▶ PROVIDED DATA:
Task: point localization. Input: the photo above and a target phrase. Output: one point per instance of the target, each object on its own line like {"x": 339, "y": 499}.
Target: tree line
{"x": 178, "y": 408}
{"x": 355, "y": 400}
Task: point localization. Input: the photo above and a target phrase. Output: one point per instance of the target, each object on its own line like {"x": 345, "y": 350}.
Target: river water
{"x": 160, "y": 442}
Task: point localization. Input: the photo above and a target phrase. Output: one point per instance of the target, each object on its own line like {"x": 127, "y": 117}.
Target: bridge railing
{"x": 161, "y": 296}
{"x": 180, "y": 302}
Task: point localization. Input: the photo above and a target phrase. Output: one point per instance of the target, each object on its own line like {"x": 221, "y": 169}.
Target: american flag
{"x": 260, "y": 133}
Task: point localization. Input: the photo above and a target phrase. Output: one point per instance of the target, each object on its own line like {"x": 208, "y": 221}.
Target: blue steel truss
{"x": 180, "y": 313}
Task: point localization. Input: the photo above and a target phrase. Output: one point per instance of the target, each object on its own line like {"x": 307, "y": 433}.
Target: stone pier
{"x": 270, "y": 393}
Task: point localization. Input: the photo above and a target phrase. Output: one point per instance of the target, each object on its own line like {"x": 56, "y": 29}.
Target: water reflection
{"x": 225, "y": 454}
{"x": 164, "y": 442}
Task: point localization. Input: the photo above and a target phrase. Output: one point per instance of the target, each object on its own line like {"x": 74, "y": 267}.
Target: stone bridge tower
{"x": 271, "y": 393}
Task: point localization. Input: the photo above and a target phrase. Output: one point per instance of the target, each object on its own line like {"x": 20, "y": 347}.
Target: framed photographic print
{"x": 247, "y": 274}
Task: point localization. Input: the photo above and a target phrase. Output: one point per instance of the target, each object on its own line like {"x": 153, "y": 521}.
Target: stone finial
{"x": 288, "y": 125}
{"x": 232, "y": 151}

▶ STATED PROBLEM:
Above are some records; extract every one of them exactly.

▶ CORRECT RESPONSE:
Task: point localization. Input: the photo above and a target phrase. Output: one point per instance of the target, each object on its own line like {"x": 339, "y": 499}.
Target: tree line
{"x": 178, "y": 408}
{"x": 355, "y": 400}
Task: point localization. Input: the photo above and a target phrase. Output: one point per instance of the target, each object on its own line like {"x": 345, "y": 350}.
Target: river water
{"x": 160, "y": 442}
Task: point localization. Input: the photo above and a target phrase. Output: one point per instance of the target, each object on its own line like {"x": 127, "y": 117}.
Target: bridge railing
{"x": 161, "y": 296}
{"x": 180, "y": 302}
Task: point localization. Input: the photo above and a target phrase. Output: one point per instance of the target, each object on its own line like {"x": 221, "y": 169}.
Target: american flag
{"x": 260, "y": 133}
Task: point localization. Input: the photo above and a target phrase. Output: one point per instance of the target, each object on its own line like {"x": 208, "y": 221}.
Target: blue steel truss
{"x": 180, "y": 313}
Task: point localization. Input: the photo above and a target phrase. Output: one point per instance of the target, each object on its own line like {"x": 307, "y": 433}.
Target: stone pier
{"x": 270, "y": 393}
Task: point localization. Input: the photo above and a target phrase. Output: one point per instance of the target, each object on its own line like {"x": 56, "y": 29}.
Target: water reflection
{"x": 225, "y": 454}
{"x": 164, "y": 442}
Task: point localization. Input: the photo above and a target phrase. Output: one point per instance of the target, each object on its own line like {"x": 74, "y": 267}.
Target: stone bridge tower
{"x": 271, "y": 393}
Task: point localization. Input: the photo above and a target phrase. Output: one point per instance of the target, each object on its own line like {"x": 20, "y": 347}.
Target: framed photographic print
{"x": 247, "y": 274}
Task: point localization. Input: the photo above and a target phrase. Output: one point per instance of the target, each object on its own line like {"x": 153, "y": 521}.
Target: stone finial
{"x": 288, "y": 125}
{"x": 232, "y": 151}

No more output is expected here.